EXTRACT PROVIDED:
——————

Editor’s Note: Aram Anahid is the penname of a learned Baha’i intellectual in Iran, who has previously contributed to Iran Press Watch and other sites (e.g. Iranian.com). Iran Press Watch is pleased to publish this fascinating, original and thought-provoking essay by this young intellectual of the Baha’i community of Iran. (Incidentally, what appears below is not a translation; rather it is original composition of Aram Anahid.)
By Aram Anahid
Thirty years of theocratic rule has had a profound effect on Iranian religiosity. During the late 1970s, Iranians, who have long drawn upon their deep religious heritage to achieve a sense of identity, united behind their religious leaders to overthrow the Pahlavi dynasty and unanimously vote for the installation of an Islamic republic in its stead. While it is now generally accepted that few had any idea of what the Islamic Republic that Ayatollah Khomeini had endorsed was supposed to look like, the general impression at the time was that Iran’s Shi’ite clergy were destined to create a uniquely Islamic democracy – one which was rooted in Islam’s liberating principles and values rather than Western ideas and thoughts.
In effect, the Islamic Republic of Iran turned out to be a system that is invested with democratically elected legislative and executive institutions, yet restrained by a set of councils and assemblies which are generally populated by clerics with close ties to the country’s Supreme Leader, and which supposedly act to protect the very “Islamic values” that the nation once arose to uphold. While these latter institutions, too, are at least to some extent either directly or indirectly elected by popular vote (for example, even the Supreme Leader is chosen, and can be removed, by an Assembly of Experts whose members are, in turn, elected by adult suffrage), an increasing number of Iranians have come to regard their structures and functions, at best, as undemocratic, and, at worst, as oppressive.
It is, thus, not surprising that a Gallup survey conducted during the years 2005 and 2006 indicated that only 12 percent of Iranians are now willing to put legislation directly in the hands of religious leaders, while another 26 percent think that religious leaders should only act as advisors to legislative bodies, and a majority of 56 percent believe that they should have no role at all in legislation. This is despite indications that most Iranians are still deeply religious. In fact, a 2007 Gallup survey concluded that while today only 14% of Iranians believe that Islam’s principles, values, and ethics should act as the only source of legislation, a majority of 63% still want these values and principles to be a source of legislation, but not the only source.
The above survey indicates that Iranians still want their Islamic values and principles to have at least some influence on legislation. Their ideal mechanism of this proposed influence, however, has clearly changed. Not long ago Iranians regarded their religious clergy as expert Islamic jurists – the very best men to turn to in matters of Islamic law and justice. The general understanding used to be that as laymen who had no extensive understanding of Islamic law, the members of the Shi’ite community had to accept the decrees of their scholars of fiqh (Islamic jurisprudence) in matters of Islamic jurisprudence. Now, however, most seem unwilling to endorse their Fuqaha (scholars of jurisprudence) and Mujtahidin (scholars of Islamic judgment) as legislators. This suggests that not many Iranians now see the decrees of these religious leaders as representative of true Islam. This may be, to a great extent, due to the fact that Iranians have largely reconsidered their mode of religiosity.

——————

PROVIDED DATA:

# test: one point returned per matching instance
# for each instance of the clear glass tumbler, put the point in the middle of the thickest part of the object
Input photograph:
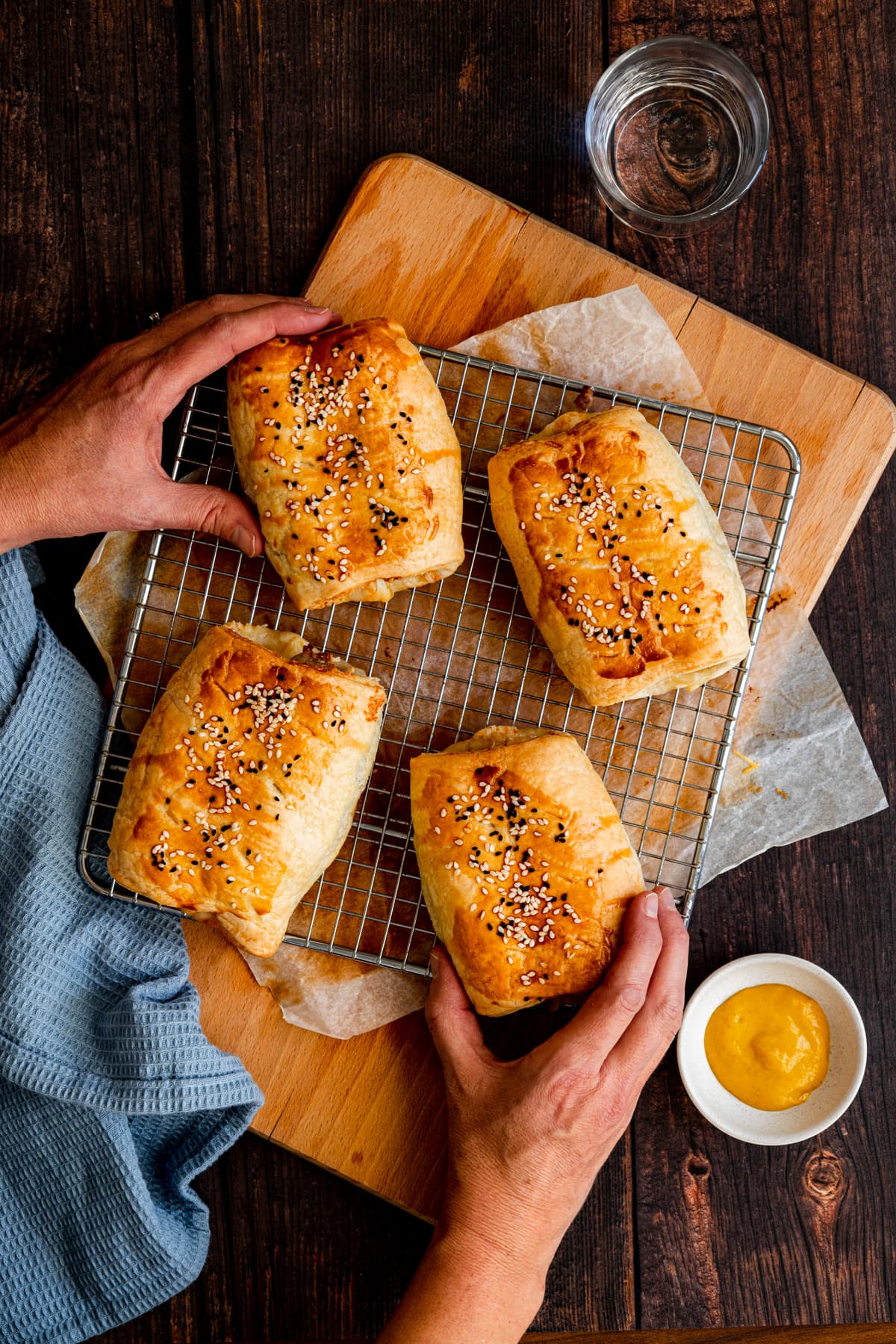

——————

List, in the order they appear, every percentage figure that the essay on Iranian religiosity reports from Gallup surveys. The lines have no role here.

EXPECTED ANSWER:
12 percent, 26 percent, 56 percent, 14%, 63%